= Directions =
Look through the lines of the material and count those containing "like". Give that count alone.

= Records shown =
--- START ---
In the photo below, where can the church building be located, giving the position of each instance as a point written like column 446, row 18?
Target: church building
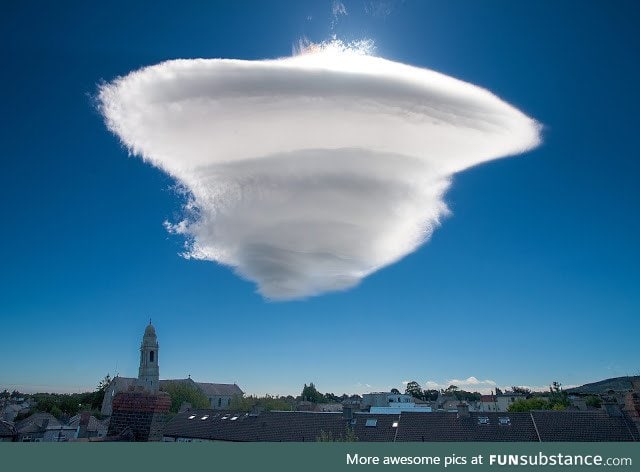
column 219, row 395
--- END ---
--- START ---
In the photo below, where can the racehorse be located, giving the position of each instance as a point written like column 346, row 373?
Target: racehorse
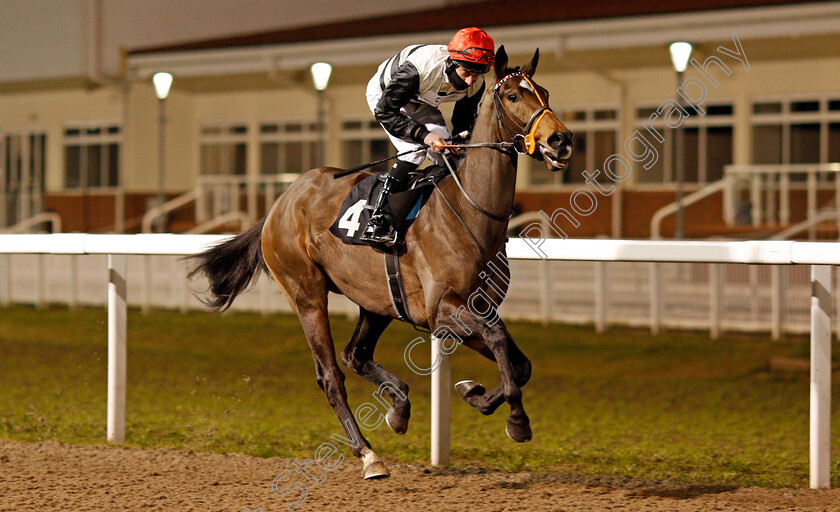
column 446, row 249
--- END ---
= Answer area =
2